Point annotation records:
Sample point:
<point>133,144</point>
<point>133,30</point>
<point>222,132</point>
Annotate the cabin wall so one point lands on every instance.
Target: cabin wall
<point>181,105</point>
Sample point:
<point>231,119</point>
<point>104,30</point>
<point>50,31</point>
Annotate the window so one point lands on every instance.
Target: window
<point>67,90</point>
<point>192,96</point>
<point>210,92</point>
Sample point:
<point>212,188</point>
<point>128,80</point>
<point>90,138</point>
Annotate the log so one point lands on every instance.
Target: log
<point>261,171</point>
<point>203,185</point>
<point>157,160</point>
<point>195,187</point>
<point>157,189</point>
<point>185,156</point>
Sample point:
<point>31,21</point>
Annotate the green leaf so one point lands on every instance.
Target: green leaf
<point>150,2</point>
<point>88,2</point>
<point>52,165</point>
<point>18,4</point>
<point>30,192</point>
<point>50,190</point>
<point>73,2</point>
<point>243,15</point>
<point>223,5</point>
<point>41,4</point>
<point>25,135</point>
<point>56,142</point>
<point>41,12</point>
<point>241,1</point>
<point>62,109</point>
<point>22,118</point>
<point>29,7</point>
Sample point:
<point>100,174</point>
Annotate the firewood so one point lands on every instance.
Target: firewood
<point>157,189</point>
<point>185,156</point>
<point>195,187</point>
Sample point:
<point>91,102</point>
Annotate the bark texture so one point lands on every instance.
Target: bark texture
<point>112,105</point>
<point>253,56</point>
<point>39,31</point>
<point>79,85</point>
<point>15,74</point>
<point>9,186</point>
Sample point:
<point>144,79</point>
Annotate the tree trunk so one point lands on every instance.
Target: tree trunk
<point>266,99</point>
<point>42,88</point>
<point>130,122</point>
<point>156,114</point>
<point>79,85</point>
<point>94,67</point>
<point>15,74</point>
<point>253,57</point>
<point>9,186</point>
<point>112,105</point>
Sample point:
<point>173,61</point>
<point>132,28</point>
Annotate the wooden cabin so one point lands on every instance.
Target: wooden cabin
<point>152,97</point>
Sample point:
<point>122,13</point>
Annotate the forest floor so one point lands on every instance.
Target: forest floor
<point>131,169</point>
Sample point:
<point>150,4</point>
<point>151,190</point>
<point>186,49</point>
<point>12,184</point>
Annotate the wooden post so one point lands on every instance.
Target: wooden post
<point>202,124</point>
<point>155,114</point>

STATED EXERCISE: Can you render the material as a numbered list, from its first line up to and including the line that contains "<point>181,105</point>", with blank lines left out and nothing beyond that line?

CORRECT OUTPUT:
1. Sample point:
2. <point>133,144</point>
3. <point>133,30</point>
4. <point>222,132</point>
5. Annotate the cabin wall so one point lands on every instance.
6. Target: cabin wall
7. <point>181,105</point>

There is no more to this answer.